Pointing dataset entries
####################

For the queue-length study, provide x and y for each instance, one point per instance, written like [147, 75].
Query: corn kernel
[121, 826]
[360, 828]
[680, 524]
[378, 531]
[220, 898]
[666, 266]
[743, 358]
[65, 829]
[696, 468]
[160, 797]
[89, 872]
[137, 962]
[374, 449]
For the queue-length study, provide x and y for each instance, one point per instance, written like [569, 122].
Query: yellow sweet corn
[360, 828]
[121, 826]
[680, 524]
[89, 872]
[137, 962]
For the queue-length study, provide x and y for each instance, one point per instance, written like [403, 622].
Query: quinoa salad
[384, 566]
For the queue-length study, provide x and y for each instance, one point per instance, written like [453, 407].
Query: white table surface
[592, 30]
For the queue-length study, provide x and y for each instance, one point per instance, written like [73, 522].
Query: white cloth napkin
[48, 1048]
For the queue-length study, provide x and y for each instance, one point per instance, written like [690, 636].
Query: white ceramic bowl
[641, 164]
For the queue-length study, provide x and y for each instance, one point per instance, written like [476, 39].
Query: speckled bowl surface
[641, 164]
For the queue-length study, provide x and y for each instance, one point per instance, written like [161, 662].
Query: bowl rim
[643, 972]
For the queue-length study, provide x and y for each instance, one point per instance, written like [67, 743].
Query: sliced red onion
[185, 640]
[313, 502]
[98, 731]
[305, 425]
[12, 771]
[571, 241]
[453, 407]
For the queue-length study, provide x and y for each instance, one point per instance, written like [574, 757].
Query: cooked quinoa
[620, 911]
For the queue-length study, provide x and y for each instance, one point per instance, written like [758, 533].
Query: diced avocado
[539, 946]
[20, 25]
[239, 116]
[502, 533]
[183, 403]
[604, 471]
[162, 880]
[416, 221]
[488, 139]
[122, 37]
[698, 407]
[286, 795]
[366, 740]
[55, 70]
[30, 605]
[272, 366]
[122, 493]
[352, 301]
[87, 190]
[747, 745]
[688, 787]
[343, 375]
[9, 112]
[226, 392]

####################

◆ **What the exercise asks**
Reproduce the entries word for word, starting at the line that contains "like [73, 522]." and continuing through the last line of the entries.

◆ **Complete output**
For the queue-length study, provide x and y for each instance, one point per instance, written like [73, 522].
Query: white cloth napkin
[48, 1048]
For the queue-length study, provide x and y for each instance, one point per instance, written like [690, 636].
Query: white ceramic bowl
[641, 164]
For the queue-length study, provide x and y for each instance, one point per instance, written like [476, 39].
Query: speckled bowl surface
[641, 164]
For the queue-length study, provide x and y for each instance, one point per instance, written like [161, 662].
Query: bowl rim
[643, 972]
For the queue-length study, provide x and y for each instance, one point per instance, written like [67, 743].
Query: sliced red onion
[185, 640]
[313, 502]
[98, 731]
[305, 425]
[12, 771]
[571, 241]
[453, 407]
For the queue-length study, provide x and y for each instance, one point per instance, written like [574, 757].
Query: cooked quinoa
[620, 911]
For the queue-length study, provide x and y for each instance, one point per instance, written like [758, 533].
Query: diced avocado
[539, 946]
[20, 25]
[239, 116]
[502, 533]
[183, 403]
[604, 471]
[162, 880]
[416, 221]
[488, 139]
[122, 37]
[698, 407]
[286, 795]
[366, 740]
[55, 70]
[30, 605]
[272, 366]
[122, 493]
[352, 301]
[87, 190]
[747, 745]
[688, 787]
[343, 375]
[9, 112]
[226, 392]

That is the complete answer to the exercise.